Return an exact copy of the lines from the one holding "In this exercise you will find the jaguar's hind" to the end of the data, including both the starting and final lines. Leave the pictures out.

■ ■ ■ ■ ■

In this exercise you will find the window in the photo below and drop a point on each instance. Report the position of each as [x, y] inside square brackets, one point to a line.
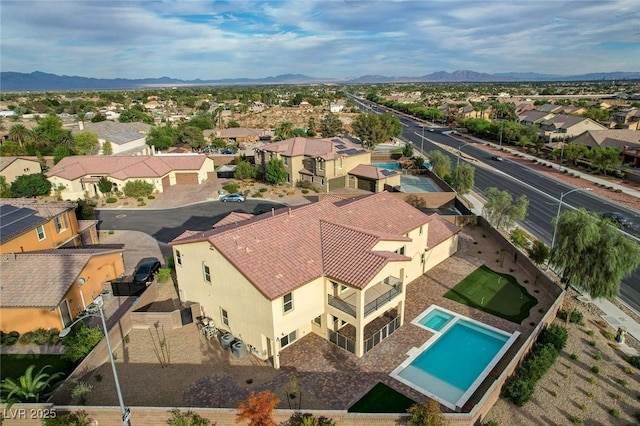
[207, 273]
[288, 339]
[287, 301]
[60, 224]
[40, 232]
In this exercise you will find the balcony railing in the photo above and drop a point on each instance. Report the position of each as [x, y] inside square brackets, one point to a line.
[379, 301]
[342, 305]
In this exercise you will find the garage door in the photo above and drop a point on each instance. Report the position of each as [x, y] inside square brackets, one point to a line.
[166, 182]
[367, 184]
[337, 183]
[186, 178]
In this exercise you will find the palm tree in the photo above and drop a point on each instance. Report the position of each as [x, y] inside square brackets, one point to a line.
[28, 388]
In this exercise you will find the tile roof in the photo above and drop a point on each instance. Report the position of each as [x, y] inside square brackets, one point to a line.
[283, 250]
[41, 279]
[136, 166]
[327, 149]
[116, 132]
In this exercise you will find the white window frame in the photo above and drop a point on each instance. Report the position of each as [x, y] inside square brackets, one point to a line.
[287, 305]
[40, 230]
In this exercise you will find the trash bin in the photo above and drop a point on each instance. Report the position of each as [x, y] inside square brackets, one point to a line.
[226, 340]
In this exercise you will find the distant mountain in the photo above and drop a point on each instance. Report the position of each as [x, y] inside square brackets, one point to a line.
[40, 81]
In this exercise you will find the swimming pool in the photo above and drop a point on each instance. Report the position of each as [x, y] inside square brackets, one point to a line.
[451, 365]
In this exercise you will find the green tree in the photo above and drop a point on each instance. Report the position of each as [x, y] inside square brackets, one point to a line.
[107, 148]
[276, 172]
[244, 170]
[85, 143]
[138, 188]
[462, 178]
[81, 341]
[440, 163]
[28, 388]
[501, 211]
[331, 125]
[592, 254]
[29, 186]
[428, 414]
[105, 185]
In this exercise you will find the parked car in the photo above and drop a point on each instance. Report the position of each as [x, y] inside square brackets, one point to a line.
[618, 218]
[232, 198]
[146, 269]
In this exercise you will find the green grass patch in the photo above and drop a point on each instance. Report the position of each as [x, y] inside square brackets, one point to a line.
[495, 293]
[15, 365]
[382, 399]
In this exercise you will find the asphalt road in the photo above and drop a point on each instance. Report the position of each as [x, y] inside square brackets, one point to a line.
[166, 224]
[543, 192]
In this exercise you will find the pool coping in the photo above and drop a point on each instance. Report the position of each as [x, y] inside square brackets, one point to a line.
[414, 352]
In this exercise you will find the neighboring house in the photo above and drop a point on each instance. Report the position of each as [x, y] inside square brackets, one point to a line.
[627, 142]
[324, 162]
[564, 126]
[123, 136]
[12, 167]
[236, 135]
[331, 268]
[48, 289]
[30, 225]
[78, 176]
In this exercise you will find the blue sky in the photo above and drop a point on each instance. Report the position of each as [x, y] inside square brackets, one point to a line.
[191, 39]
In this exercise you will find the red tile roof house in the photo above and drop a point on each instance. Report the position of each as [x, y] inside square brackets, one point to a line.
[318, 268]
[79, 175]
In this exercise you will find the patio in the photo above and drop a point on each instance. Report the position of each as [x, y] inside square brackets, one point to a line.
[202, 374]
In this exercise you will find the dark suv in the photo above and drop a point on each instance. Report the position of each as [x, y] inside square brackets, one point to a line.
[146, 269]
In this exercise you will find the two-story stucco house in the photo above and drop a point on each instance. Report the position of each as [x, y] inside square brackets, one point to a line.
[329, 268]
[327, 163]
[77, 176]
[30, 225]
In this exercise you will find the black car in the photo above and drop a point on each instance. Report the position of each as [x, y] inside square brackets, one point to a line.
[618, 218]
[146, 269]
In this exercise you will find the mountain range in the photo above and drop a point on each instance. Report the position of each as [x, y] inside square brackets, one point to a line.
[40, 81]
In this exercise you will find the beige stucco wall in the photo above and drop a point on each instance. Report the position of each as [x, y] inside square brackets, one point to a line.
[19, 167]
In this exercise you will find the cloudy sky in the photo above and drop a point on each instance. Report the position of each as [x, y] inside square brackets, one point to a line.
[190, 39]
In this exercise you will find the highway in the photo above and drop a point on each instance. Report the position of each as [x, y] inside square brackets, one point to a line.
[543, 192]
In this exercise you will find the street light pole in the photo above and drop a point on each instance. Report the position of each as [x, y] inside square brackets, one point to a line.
[97, 305]
[555, 228]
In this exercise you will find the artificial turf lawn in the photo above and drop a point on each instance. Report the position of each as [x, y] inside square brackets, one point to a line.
[382, 399]
[15, 365]
[495, 293]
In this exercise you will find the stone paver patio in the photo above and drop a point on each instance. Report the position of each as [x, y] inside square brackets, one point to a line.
[202, 374]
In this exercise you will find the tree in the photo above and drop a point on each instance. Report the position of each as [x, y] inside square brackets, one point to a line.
[276, 172]
[284, 131]
[105, 185]
[427, 414]
[462, 178]
[592, 254]
[331, 125]
[244, 170]
[138, 188]
[107, 149]
[28, 186]
[501, 211]
[258, 409]
[28, 388]
[85, 142]
[440, 163]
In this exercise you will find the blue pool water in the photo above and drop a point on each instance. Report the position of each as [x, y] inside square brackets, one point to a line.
[390, 165]
[452, 364]
[436, 319]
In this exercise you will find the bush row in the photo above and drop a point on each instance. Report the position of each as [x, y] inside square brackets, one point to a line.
[519, 388]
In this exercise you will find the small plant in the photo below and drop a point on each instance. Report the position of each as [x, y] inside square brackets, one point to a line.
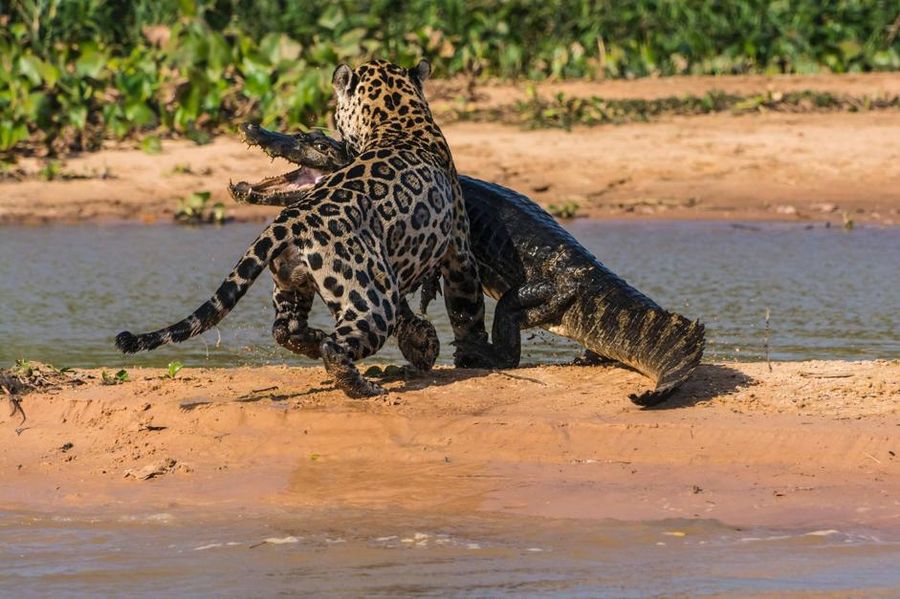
[193, 211]
[565, 210]
[51, 170]
[23, 367]
[114, 379]
[151, 145]
[174, 368]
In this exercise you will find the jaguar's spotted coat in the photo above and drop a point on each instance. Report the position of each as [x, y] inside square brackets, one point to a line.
[364, 236]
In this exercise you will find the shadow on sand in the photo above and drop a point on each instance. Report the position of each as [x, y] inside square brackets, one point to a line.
[709, 382]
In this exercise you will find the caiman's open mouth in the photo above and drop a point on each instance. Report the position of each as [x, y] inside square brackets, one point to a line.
[277, 146]
[296, 180]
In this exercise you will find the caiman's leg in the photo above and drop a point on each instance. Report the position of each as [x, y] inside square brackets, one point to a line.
[292, 307]
[465, 302]
[528, 306]
[417, 338]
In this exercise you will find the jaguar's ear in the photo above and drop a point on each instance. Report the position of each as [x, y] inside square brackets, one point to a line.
[421, 72]
[343, 80]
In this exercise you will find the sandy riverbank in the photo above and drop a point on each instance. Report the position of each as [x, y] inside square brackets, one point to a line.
[808, 444]
[771, 166]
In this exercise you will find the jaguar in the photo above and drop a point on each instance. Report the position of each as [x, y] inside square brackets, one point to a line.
[362, 237]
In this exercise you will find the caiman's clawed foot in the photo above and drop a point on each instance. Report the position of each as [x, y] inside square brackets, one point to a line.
[649, 399]
[479, 354]
[241, 192]
[589, 358]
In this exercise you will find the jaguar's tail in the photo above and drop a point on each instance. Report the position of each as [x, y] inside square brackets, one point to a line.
[212, 311]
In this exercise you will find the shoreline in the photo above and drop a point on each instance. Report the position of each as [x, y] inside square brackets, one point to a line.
[765, 166]
[810, 444]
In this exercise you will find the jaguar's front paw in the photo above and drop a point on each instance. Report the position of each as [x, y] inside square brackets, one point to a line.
[419, 343]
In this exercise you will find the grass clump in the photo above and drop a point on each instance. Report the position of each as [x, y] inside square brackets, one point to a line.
[76, 72]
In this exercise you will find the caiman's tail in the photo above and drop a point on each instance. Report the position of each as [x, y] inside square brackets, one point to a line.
[212, 311]
[661, 345]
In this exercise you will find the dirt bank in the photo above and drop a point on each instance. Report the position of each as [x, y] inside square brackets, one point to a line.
[816, 167]
[810, 443]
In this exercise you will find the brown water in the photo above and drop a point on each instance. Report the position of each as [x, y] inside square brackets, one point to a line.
[341, 553]
[831, 294]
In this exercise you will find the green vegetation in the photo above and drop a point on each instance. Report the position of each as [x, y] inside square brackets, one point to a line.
[74, 72]
[173, 368]
[113, 379]
[566, 112]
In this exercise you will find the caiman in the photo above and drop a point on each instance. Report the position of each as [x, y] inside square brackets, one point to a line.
[538, 272]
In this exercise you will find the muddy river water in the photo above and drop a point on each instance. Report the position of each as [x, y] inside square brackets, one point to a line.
[396, 554]
[830, 294]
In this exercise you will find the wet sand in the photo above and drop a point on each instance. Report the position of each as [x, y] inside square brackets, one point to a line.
[809, 444]
[764, 166]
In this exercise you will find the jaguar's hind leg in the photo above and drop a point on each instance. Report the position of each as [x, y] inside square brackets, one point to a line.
[290, 329]
[365, 303]
[417, 339]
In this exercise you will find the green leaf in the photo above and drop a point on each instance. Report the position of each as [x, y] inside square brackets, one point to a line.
[139, 113]
[174, 368]
[151, 144]
[30, 67]
[91, 61]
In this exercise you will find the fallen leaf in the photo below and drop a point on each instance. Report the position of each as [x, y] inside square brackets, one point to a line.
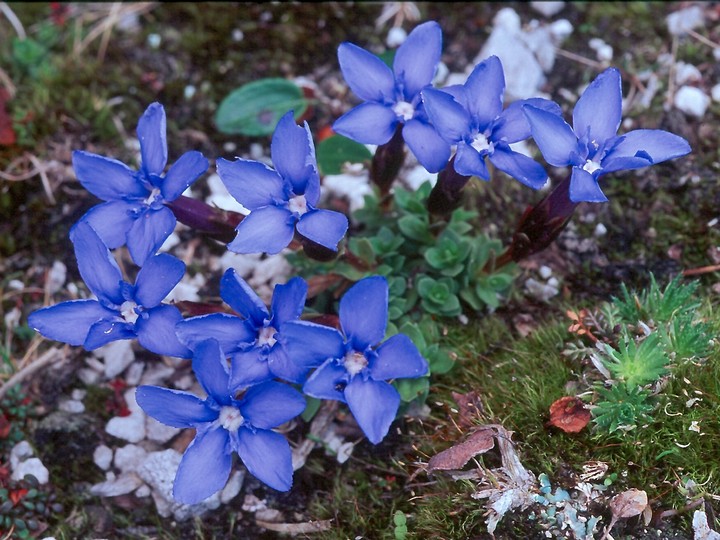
[569, 414]
[455, 457]
[629, 503]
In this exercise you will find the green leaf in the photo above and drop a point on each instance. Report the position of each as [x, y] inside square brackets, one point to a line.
[255, 108]
[335, 151]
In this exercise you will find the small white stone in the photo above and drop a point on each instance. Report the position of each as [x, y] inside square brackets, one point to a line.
[159, 432]
[547, 9]
[103, 457]
[396, 37]
[679, 22]
[692, 101]
[715, 92]
[130, 457]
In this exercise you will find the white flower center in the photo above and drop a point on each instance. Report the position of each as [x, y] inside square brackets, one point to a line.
[298, 205]
[230, 418]
[266, 336]
[591, 166]
[127, 310]
[355, 362]
[404, 110]
[481, 143]
[154, 195]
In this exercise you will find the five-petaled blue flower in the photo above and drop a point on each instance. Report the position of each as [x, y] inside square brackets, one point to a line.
[225, 424]
[592, 145]
[353, 368]
[254, 341]
[134, 212]
[122, 310]
[282, 200]
[471, 115]
[392, 97]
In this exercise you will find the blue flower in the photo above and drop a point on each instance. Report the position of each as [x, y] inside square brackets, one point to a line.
[471, 115]
[122, 310]
[255, 340]
[592, 145]
[225, 424]
[392, 97]
[281, 200]
[134, 212]
[354, 369]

■ ■ ■ ■ ■

Output for this task>
In this exercise you will find the jaguar's hind leg in the photo above and drop a point on each instance. Report the position of each as [x, y] inside square brackets, one point to a line.
[290, 329]
[365, 303]
[417, 339]
In this exercise you will find the green leaf in the photo above and drop a point on each instance. Report the position of each as [x, y] inside square brackets, one point to a line.
[139, 113]
[174, 368]
[151, 144]
[30, 67]
[91, 61]
In this exercise you will find the fallen leaf in the photo below and drop a point on each instance. Report the position of each as [x, y] inside square brackets, one point to a line.
[569, 414]
[455, 457]
[629, 503]
In this exercise you will find the green leaf in the photo above and drop a point on each instance. Report the position of each as [x, y] inside square brackets, one point to a line.
[255, 108]
[335, 151]
In this exercise you will find the small white stone in the photo above and drop a point on each instance. Report the position of each as [x, y] inside square brackets, one point to a line.
[159, 432]
[547, 9]
[103, 457]
[396, 37]
[679, 22]
[692, 101]
[715, 92]
[130, 457]
In this exercise you will find the white flower center in the photo above and drop a point on each instance. Report the position of each as [x, y] inside square brackets, one point to a line.
[298, 205]
[230, 418]
[266, 336]
[591, 166]
[127, 310]
[355, 362]
[404, 110]
[481, 143]
[154, 195]
In this exercise you will find the five-petaled blue flower in the photo above and drop a point on each instance. Report the position of each as [x, y] inside square brackets, one point to a line.
[225, 424]
[592, 145]
[353, 368]
[254, 341]
[134, 212]
[122, 310]
[282, 200]
[471, 115]
[392, 97]
In this exercise you will find the blue flower in the photo above and drop a point on each instance. Report the position of each as [x, y] inside square brackets, one point to a line.
[471, 115]
[122, 310]
[255, 340]
[592, 145]
[225, 424]
[392, 97]
[281, 200]
[134, 212]
[354, 369]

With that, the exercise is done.